Transcribe each entry exactly as it appears, leaving out any picture it holds.

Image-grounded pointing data
╔══
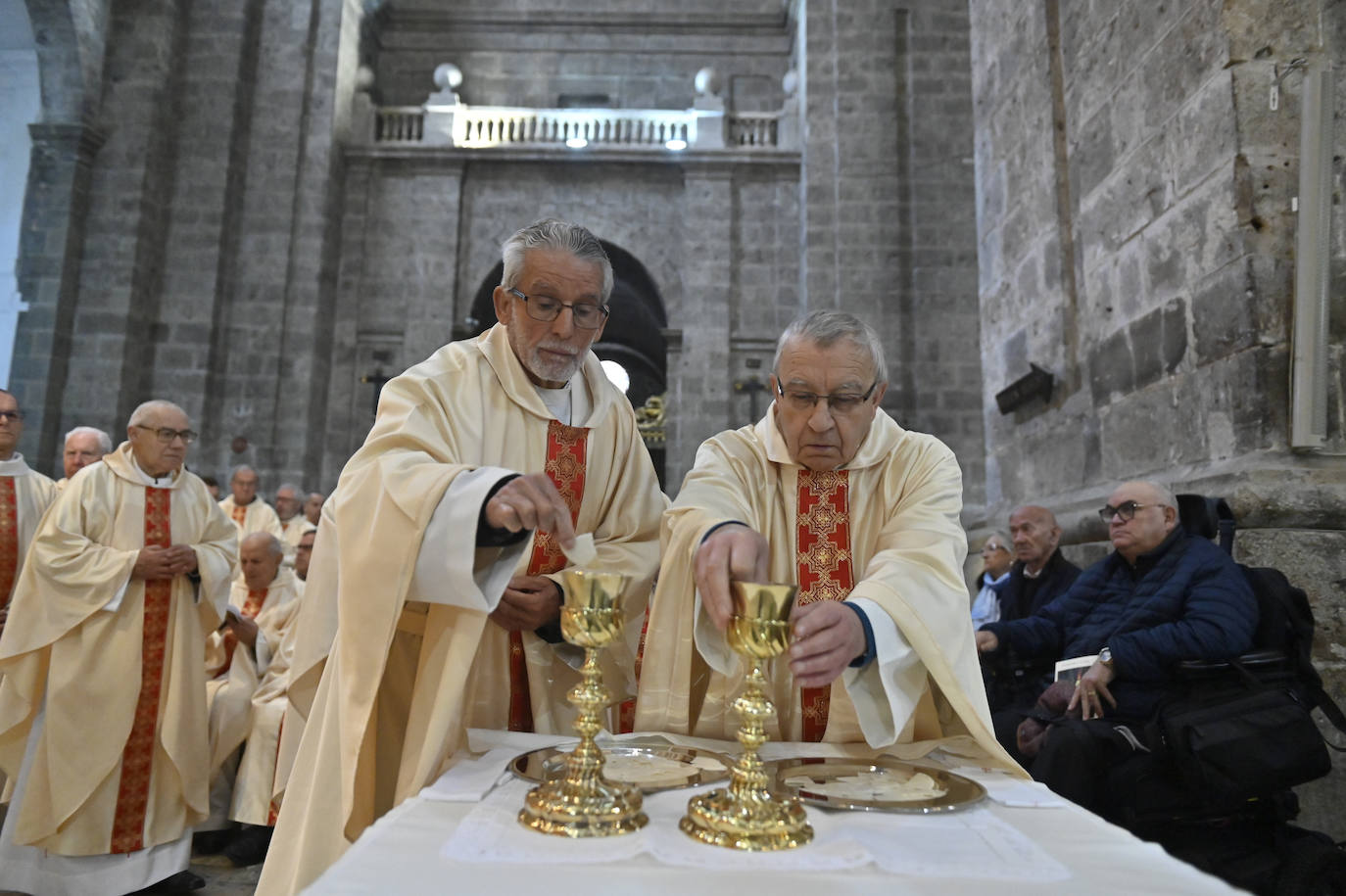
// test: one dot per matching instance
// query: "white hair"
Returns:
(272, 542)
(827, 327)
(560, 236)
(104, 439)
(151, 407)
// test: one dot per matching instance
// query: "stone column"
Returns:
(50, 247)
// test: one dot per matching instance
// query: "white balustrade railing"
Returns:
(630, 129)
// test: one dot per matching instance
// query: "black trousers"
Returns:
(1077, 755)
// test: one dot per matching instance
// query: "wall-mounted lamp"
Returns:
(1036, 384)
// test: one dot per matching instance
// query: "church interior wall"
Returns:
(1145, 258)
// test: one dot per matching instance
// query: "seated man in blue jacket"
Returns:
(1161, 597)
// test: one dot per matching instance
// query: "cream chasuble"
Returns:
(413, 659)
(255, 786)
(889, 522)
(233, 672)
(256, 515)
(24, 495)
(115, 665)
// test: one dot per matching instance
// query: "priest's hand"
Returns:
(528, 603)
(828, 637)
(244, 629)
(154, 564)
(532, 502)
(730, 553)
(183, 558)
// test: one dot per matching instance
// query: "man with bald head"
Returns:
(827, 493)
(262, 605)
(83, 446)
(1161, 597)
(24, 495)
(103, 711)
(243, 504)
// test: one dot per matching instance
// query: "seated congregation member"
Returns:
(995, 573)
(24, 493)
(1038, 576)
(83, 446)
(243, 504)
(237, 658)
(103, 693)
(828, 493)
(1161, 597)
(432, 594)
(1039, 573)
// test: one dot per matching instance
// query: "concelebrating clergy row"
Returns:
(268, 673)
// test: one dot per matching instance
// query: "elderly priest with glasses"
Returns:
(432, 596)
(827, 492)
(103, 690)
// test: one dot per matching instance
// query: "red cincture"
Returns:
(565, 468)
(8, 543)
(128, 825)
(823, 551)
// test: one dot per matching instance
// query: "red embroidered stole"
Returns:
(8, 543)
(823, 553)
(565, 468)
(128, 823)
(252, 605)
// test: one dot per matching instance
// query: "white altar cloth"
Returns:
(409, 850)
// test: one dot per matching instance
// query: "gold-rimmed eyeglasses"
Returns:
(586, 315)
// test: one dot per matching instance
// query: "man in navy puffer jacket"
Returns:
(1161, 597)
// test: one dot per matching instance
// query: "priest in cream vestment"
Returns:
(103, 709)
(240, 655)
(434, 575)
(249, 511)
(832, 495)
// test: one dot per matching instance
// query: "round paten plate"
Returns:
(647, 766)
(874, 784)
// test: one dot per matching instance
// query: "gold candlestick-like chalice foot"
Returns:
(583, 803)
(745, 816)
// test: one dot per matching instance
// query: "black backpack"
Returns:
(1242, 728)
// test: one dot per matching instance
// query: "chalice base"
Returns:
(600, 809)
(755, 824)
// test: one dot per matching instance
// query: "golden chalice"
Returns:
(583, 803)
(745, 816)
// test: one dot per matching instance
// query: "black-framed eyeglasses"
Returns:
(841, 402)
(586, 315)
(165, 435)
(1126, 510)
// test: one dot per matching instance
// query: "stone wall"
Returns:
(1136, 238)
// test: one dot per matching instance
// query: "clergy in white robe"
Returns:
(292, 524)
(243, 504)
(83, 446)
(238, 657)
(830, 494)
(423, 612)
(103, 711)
╚══
__ANSWER SPACE__.
// test: one dot per matching instance
// query: "white hair"
Returns:
(272, 542)
(827, 327)
(560, 236)
(104, 439)
(151, 407)
// test: one dot per matching instance
// query: "stone column"
Returns:
(50, 247)
// test: one dot per matching instance
// query: "white balustrade railing"
Returns:
(630, 129)
// test: one dot per matching instance
// query: "black trousers"
Returns:
(1077, 755)
// test: one dot per matching instance
// query: "wall-mounted lamp"
Returns:
(1036, 384)
// test: one dot per matching instance
// query: "church interior wall"
Returns:
(1145, 258)
// test: one dot per matching instance
// query: "seated man in blue jacket"
Returns:
(1161, 597)
// test: one dot per matching instance
// query: "cream chasuble"
Returns:
(413, 659)
(255, 786)
(889, 522)
(233, 672)
(256, 515)
(24, 495)
(115, 665)
// test: one dot per matching instance
// query: "priest's hand"
Returns:
(528, 603)
(828, 637)
(244, 629)
(154, 564)
(532, 502)
(730, 553)
(183, 558)
// test: one dot per matching instance
// query: "man with bald head"
Returns:
(827, 493)
(262, 605)
(83, 446)
(1161, 597)
(24, 495)
(103, 711)
(243, 504)
// test: one dot per matching instance
// query: "seated congregation member"
Returns:
(995, 573)
(24, 493)
(1038, 576)
(83, 446)
(243, 504)
(237, 658)
(103, 693)
(828, 493)
(1161, 597)
(432, 594)
(1039, 573)
// test: one dot per matching instance
// query: "concelebrating clergy row"
Returns:
(268, 673)
// test: one dot per matching instance
// query: "elderly priest with glasses"
Returns:
(432, 596)
(827, 492)
(103, 690)
// test: one dot per matching instance
// query: "red cincture"
Returns:
(565, 468)
(8, 543)
(128, 825)
(823, 551)
// test: one dot per matching instance
// query: "red embroidered stole"
Returns:
(8, 543)
(823, 553)
(565, 468)
(128, 823)
(252, 605)
// test: one dot per matching instance
// query: "white altar cloth"
Returns:
(409, 850)
// test: one dot per matching instance
// query: "gold-rimmed eyeglasses"
Returns:
(586, 315)
// test: one dot per matching instance
// query: "man in navy puffer jacket"
Returns:
(1161, 597)
// test: one dot per matching instance
// query: "priest in cream vestment"
Returns:
(103, 709)
(240, 655)
(434, 575)
(249, 511)
(832, 495)
// test: one dot per matching instance
// query: "round paten plate"
Returns:
(647, 766)
(874, 784)
// test: one dot per matching instance
// query: "gold candlestick-like chalice foot"
Returns:
(583, 803)
(745, 816)
// test: one dot per matching instance
// query: "black backpack"
Returns:
(1242, 728)
// test: one dot per matching instance
// query: "chalice base"
Returns:
(600, 809)
(755, 824)
// test: one dot per matching instance
// query: "golden chalice"
Returns:
(583, 803)
(745, 816)
// test: one dot per matching instance
// query: "black-framed eyeglasses"
Returns:
(841, 402)
(586, 315)
(165, 435)
(1126, 510)
// test: one dot per matching instance
// query: "stone wall"
Returns:
(1136, 238)
// test: one dot per matching instance
// query: "clergy in white robe"
Returns:
(292, 524)
(243, 504)
(83, 446)
(238, 657)
(830, 494)
(423, 612)
(103, 711)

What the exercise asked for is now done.